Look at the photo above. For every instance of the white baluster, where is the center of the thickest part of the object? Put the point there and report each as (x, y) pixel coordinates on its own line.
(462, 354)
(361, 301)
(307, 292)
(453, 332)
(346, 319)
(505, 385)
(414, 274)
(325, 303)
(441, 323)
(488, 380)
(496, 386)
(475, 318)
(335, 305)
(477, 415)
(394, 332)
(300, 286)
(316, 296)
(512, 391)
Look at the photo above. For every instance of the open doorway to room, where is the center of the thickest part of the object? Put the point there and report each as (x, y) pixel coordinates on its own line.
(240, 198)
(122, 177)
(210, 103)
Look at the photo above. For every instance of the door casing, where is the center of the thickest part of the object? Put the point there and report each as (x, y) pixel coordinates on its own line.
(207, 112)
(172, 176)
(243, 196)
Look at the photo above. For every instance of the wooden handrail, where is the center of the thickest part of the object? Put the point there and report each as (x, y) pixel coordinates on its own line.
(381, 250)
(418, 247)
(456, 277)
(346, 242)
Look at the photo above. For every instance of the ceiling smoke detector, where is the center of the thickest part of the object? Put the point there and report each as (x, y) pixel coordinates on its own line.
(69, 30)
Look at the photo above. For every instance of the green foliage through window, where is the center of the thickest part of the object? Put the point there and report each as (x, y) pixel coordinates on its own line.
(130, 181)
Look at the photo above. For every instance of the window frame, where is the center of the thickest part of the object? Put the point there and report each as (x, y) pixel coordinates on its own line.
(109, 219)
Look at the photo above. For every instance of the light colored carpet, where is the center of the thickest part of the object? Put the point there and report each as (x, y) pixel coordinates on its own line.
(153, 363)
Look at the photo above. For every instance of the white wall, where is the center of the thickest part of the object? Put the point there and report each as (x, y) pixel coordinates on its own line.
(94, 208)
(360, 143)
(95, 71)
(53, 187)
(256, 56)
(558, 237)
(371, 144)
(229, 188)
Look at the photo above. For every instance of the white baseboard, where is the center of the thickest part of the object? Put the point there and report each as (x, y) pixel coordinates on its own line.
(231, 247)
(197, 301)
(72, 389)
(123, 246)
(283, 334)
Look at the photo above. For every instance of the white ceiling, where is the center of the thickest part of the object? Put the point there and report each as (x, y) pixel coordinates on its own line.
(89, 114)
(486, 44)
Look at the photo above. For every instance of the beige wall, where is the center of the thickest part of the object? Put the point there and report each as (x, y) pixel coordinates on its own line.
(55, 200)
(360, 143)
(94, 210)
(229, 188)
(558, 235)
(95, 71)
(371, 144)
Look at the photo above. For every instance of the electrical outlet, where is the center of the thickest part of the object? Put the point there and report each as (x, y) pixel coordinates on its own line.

• • • • •

Given task >> Repeat the records above exactly.

Answer to the task >>
Look at the photo above. For every instance of the white baluster, where is the center of the thickest part of the object? Put the point there and report each as (x, y) pixel coordinates on its own line.
(462, 354)
(361, 301)
(307, 292)
(453, 332)
(346, 319)
(505, 385)
(414, 274)
(325, 303)
(441, 323)
(488, 380)
(496, 386)
(475, 318)
(335, 305)
(477, 415)
(394, 332)
(300, 286)
(316, 296)
(512, 391)
Look at the photo above. For every instance of the open doorway to room, where is the center of the thickest part of the object? Put the point there and report each as (x, y) pixel coordinates on its own line.
(240, 198)
(122, 177)
(210, 103)
Look at the photo above. For every instance of the door casing, where is the center of the thickest part of the object? Put the point there and report each as (x, y) pixel coordinates on its own line.
(207, 112)
(172, 176)
(243, 196)
Look at the photo above. For every instance of the wooden handrail, where is the center of the thickest part of the object? Put the point there and report each as (x, y) pixel coordinates on its own line.
(381, 250)
(418, 247)
(456, 277)
(346, 242)
Look at the photo above. For every instance of the ceiling smoke detector, where is the center of the thickest part of the object? Put the point there and report each as (x, y) pixel coordinates on its own line.
(69, 30)
Look at the photo above. For every instance of the green foliage through window, where is the center of the thickest part of the object? Put the point there and report each as (x, y) pixel coordinates on its own line.
(130, 181)
Look at the photo above. For every instance of the window frame, where is the center of the thickest part of the object? Put the point there and report each as (x, y) pixel coordinates on its own line.
(109, 219)
Look at the photo above. For every instance of the light colored carpet, where is the center of the thickest part of the object? Put the point there and report each as (x, y) pixel coordinates on its own line.
(153, 363)
Look at the photo above. For every instance of the white wall, where is the center of the thickest part of the object? Put the point there and report each as (x, y) pixel coordinates on its own line.
(94, 208)
(360, 143)
(95, 71)
(53, 187)
(256, 56)
(558, 237)
(371, 144)
(229, 188)
Look at the photo above. For every instance of the white baseboard, where is the center of the thickest part of the object? Put the point there and report each as (x, y) pixel coordinates on its own line.
(231, 247)
(197, 301)
(72, 389)
(123, 246)
(283, 334)
Look at the photo above. For every instance of the white ceiling, where is the center of the thickest part of the object? Put the point there and report each as (x, y) pixel coordinates on its own line.
(89, 114)
(486, 44)
Look at the photo above. For every instance of the beige wall, where is the center of the thickest part of the object? Put the point there and report each as (x, y) pixel coordinates on its own line.
(55, 200)
(360, 143)
(94, 210)
(229, 188)
(558, 235)
(95, 71)
(371, 144)
Look at the photo above. For every instance of the electrical outlet, where is the center of the thickest part of the object? Put the point there and report each as (x, y) pixel coordinates on its own line.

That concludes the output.